(Stored entries)
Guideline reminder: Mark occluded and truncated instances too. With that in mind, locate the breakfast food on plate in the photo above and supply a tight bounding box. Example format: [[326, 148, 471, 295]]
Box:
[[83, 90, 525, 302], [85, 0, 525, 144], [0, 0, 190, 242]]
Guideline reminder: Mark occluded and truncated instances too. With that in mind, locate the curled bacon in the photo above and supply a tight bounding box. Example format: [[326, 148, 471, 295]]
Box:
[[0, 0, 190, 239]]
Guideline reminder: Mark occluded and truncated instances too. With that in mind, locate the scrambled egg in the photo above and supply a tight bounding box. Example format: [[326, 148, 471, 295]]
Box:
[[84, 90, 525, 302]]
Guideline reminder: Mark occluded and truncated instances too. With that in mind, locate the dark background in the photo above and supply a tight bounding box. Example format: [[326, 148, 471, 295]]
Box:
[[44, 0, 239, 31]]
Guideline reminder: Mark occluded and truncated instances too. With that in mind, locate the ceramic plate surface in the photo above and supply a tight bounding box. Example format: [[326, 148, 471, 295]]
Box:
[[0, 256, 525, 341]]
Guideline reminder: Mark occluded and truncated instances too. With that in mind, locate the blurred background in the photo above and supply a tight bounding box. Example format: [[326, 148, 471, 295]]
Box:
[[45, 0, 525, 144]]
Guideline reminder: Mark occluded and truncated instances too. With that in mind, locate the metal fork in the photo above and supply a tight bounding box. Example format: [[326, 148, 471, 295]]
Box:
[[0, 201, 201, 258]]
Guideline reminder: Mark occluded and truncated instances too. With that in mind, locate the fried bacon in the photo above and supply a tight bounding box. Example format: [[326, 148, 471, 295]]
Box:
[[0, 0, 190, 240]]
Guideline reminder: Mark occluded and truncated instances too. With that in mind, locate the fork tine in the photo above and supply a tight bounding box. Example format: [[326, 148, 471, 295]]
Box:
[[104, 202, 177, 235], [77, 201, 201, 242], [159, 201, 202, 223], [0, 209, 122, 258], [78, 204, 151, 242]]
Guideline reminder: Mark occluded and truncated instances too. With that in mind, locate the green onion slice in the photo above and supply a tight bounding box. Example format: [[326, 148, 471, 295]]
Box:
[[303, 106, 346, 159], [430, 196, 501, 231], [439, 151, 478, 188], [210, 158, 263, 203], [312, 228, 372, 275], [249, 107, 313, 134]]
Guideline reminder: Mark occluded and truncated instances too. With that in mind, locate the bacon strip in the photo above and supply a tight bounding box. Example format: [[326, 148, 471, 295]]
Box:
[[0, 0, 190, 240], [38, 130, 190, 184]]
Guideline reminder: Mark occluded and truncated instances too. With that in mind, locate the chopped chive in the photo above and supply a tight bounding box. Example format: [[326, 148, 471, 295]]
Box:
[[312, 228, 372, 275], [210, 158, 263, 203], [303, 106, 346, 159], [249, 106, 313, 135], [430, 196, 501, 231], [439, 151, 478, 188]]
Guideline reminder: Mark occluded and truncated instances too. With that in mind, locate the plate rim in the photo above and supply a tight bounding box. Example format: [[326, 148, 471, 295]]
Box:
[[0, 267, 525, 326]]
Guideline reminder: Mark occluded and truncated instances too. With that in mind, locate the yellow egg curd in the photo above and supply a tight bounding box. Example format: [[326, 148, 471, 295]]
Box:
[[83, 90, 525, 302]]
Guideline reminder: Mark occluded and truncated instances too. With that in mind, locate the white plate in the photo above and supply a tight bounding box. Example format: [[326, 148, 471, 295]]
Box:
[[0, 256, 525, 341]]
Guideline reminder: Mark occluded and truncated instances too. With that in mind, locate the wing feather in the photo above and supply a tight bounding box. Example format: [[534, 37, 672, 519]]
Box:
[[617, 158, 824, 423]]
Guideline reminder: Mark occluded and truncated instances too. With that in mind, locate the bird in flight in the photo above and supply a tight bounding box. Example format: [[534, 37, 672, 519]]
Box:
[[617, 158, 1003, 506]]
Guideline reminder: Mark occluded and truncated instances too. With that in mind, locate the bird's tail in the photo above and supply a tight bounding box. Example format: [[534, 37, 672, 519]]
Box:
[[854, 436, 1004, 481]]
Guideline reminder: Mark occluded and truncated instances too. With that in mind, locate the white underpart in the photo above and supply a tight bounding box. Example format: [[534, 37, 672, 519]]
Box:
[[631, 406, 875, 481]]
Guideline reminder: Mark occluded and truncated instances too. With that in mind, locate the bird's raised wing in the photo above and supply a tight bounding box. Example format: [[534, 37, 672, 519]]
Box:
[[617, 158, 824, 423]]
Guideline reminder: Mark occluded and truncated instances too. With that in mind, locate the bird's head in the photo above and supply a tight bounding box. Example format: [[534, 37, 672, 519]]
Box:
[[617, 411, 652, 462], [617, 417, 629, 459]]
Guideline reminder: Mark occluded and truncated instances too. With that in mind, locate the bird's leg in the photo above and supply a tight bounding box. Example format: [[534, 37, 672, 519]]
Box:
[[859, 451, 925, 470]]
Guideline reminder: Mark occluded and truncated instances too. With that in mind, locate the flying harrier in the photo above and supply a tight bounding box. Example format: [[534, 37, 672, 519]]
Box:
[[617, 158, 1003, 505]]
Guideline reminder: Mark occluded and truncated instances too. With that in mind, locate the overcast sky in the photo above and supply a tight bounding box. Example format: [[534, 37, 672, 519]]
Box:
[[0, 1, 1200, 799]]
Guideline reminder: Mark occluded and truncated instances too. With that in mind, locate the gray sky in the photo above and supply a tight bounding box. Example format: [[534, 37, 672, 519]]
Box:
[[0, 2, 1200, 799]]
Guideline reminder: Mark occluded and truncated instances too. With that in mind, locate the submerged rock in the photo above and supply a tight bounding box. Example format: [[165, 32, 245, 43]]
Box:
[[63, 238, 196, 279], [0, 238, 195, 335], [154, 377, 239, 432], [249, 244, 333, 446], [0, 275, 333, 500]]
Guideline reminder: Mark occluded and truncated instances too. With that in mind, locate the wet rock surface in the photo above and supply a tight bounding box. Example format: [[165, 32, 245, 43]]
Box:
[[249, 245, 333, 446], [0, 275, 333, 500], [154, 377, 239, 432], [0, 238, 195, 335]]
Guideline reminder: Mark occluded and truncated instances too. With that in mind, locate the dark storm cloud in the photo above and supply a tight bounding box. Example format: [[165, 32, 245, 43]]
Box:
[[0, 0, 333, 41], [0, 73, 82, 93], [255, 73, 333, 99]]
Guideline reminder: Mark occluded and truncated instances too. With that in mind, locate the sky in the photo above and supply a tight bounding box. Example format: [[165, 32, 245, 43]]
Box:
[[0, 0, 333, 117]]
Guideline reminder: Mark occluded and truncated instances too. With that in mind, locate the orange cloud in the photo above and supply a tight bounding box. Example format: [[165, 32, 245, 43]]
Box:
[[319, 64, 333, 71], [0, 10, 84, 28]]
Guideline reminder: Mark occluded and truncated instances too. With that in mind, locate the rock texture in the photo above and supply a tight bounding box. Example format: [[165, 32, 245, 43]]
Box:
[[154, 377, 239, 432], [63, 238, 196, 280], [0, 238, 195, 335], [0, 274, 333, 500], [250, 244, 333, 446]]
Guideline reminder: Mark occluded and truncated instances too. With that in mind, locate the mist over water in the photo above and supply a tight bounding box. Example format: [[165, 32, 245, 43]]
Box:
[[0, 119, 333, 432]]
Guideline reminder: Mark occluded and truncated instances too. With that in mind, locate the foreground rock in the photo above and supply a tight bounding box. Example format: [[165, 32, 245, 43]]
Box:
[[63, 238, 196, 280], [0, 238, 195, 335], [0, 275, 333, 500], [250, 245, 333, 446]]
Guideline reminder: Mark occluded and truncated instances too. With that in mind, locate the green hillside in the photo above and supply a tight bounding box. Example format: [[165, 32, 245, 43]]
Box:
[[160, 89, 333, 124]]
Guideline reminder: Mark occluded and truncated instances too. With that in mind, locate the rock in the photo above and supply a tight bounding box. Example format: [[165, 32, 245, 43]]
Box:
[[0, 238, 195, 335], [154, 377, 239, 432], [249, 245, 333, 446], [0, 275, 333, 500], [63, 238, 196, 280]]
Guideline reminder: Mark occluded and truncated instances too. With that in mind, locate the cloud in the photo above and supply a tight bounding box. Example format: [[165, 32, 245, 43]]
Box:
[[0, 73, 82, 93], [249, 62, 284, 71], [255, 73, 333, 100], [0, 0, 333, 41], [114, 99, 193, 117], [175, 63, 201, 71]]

WORK TO DO:
All lines from the one with "locate the foreground" through the final line above are to be quoted exactly; quote no other line.

EXERCISE SOLUTION:
Guideline reminder: Mark occluded and truncated instances too. With that in mind, locate the foreground rock in the photo above and supply a tight bounding box. Example format: [[165, 32, 245, 43]]
Box:
[[63, 238, 196, 280], [0, 238, 195, 335], [0, 275, 333, 500], [250, 245, 333, 446]]
Guideline reminder: Mark occluded and truncated instances too. With that in mind, locate the green hillside in the photo above and supply a tight bounding box. Example format: [[165, 32, 245, 43]]
Box:
[[160, 89, 333, 124]]
Guideline reminder: Mark occluded and truncated instances too. With that in mind, locate the rock in the photo above and supply a tight bounding box. Example format: [[165, 32, 245, 43]]
Box:
[[0, 238, 195, 335], [154, 377, 239, 432], [249, 245, 333, 446], [0, 275, 333, 500], [63, 238, 196, 280]]
Guideline reminder: Mark occluded and truncated instances too. With that in mind, locate the cloud in the photo above and supply a tight bounding box. Example format: [[165, 32, 245, 43]]
Box:
[[0, 73, 82, 93], [249, 62, 284, 71], [255, 73, 333, 100], [0, 0, 333, 41], [114, 99, 193, 117], [175, 63, 201, 71]]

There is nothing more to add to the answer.